### Source records

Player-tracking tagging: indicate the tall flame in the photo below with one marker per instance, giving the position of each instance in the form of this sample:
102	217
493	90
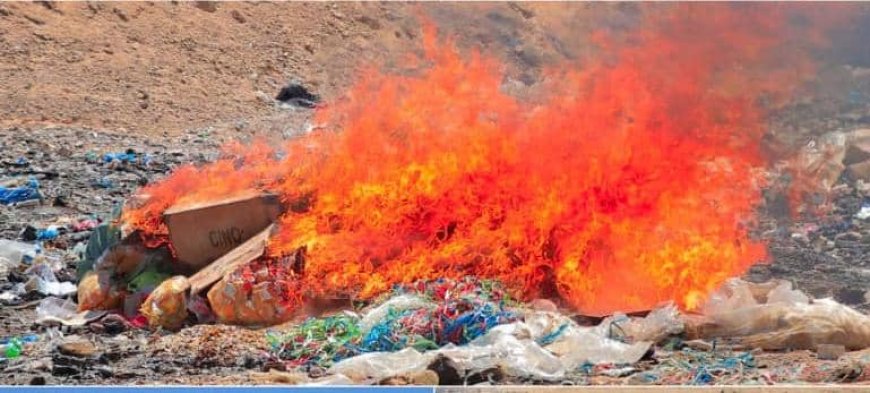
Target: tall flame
633	182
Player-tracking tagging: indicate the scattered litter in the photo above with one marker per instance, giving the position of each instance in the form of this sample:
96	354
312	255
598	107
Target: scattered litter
785	319
43	280
166	306
49	233
12	348
13	253
52	309
85	225
16	195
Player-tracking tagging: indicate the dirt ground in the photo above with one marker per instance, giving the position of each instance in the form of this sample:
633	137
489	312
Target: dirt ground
176	79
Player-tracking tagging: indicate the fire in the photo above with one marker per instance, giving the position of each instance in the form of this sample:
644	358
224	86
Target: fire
633	182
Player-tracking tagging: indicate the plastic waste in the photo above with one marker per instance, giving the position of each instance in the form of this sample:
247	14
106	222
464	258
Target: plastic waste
43	280
102	238
96	292
656	326
14	252
14	195
395	304
260	304
379	365
104	182
823	159
166	306
512	347
784	319
52	309
13	347
85	225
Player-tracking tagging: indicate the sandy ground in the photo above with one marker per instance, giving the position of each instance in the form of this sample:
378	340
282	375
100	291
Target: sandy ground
176	79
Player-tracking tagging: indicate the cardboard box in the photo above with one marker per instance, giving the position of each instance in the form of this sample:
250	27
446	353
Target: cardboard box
248	251
202	232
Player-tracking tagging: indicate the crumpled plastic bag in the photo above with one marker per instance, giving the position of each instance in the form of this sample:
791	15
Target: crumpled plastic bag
96	292
166	306
259	306
43	280
823	159
660	323
782	318
515	348
396	304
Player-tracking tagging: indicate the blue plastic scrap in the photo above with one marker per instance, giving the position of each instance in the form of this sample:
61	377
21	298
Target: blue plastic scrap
49	233
10	195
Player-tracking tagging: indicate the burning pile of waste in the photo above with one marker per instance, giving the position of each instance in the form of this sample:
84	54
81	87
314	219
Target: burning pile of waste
631	187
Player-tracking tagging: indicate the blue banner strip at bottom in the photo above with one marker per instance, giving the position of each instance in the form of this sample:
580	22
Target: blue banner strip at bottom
215	389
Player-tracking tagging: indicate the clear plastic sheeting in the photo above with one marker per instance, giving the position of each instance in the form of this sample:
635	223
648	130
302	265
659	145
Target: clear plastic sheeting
395	304
43	280
12	253
776	317
380	365
547	346
656	326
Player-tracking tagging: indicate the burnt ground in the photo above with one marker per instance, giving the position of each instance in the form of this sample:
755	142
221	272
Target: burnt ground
71	97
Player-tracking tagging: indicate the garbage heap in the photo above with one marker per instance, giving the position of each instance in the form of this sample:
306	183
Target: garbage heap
212	274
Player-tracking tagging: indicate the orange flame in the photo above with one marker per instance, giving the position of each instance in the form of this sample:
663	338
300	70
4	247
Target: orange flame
634	182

######

**How to complete this task**. The records above must be output exactly, except for their pictures.

**Written solution**.
Player-tracking tagging: indicate the tall flame in the photo below with one marker per instance, giving the position of each instance in the form of this sample:
102	217
493	90
Target: tall flame
633	182
Player-tracking tagging: indicate the scattered litter in the photo above with one marker per instance, giving the position of each instance in the form of this sample:
96	354
312	255
598	107
Target: scattered litter
785	319
43	280
166	306
49	233
12	348
13	253
52	309
85	225
16	195
Player-tracking tagging: indicate the dirt ground in the photo above with one marker per instance, giving the position of each instance in the form of this sample:
633	137
489	312
Target: dirt ground
176	79
Player-tracking tagging: indicate the fire in the photo above with one marker per instance, giving the position of each instance in the form of this sample:
644	358
224	86
Target: fire
633	182
Player-tracking tagging: indicate the plastic waste in the photo above with one marker per instance, giving the position of each instance in the form of this sample:
247	14
106	222
464	258
Target: plastic waste
43	280
102	238
96	292
656	326
14	252
14	195
395	304
260	304
379	365
104	182
823	159
166	306
512	347
784	319
52	309
13	347
85	225
Player-tracking tagging: indicate the sandy ground in the photo above with one marker per instance, giving the position of each instance in the form of this sample:
378	340
282	375
100	291
Target: sandy ground
176	79
Player-tracking tagging: indicate the cardboard box in the photo above with one marker per instance, giving the position of each instance in the form of this sample:
250	27
446	353
Target: cardboard box
248	251
202	232
Player-tracking tagging: indicate the crumpled plastic bag in the photo above with one marker per instance, giving the position of each instance in the form of this sample:
791	15
Target: crumpled plastic bag
96	292
166	306
259	306
43	280
823	159
660	323
782	318
515	348
396	304
Player-tracking tagging: indicate the blue plastic scrap in the photo above with one marker per instance, giving the position of each instance in the form of this sample:
61	377
21	298
Target: blue plastic scrap
49	233
10	195
Player-tracking tagging: indicate the burning pile of waste in the photo above with one marker per instance, giving the position of each instance in the form of this sample:
84	54
81	87
314	219
Target: burning pile of waste
631	187
Player-tracking tagging: indicate the blue banner strip at bottom in the photo above with one marker per instance, giving the position of each instance in the form of this sample:
580	22
Target: blue banner strip at bottom
215	389
Player-tracking tagging: indicate the clear plastic sheeting in the photo above with one marker per instance, giving the position of each instance in the form of this sample:
635	223
648	130
302	265
659	145
Target: clear plastic sheeting
395	304
43	280
12	253
776	317
380	365
547	346
656	326
Player-tracking tagging: indicate the burnt ground in the photo above with one marker per instance, giving the position of each instance in the form of this sample:
755	142
221	272
Target: burnt ground
71	97
Player-tracking tagging: indicate the garbage heap in the photo above with one marker per instance, giving the position of each instance in the form of this sample:
306	183
Target: garbage heap
212	274
Player-tracking tagging: indicate the orange flame in the photo above with one marker per instance, giving the position of each instance in the form of this sample:
663	338
300	70
4	247
Target: orange flame
634	182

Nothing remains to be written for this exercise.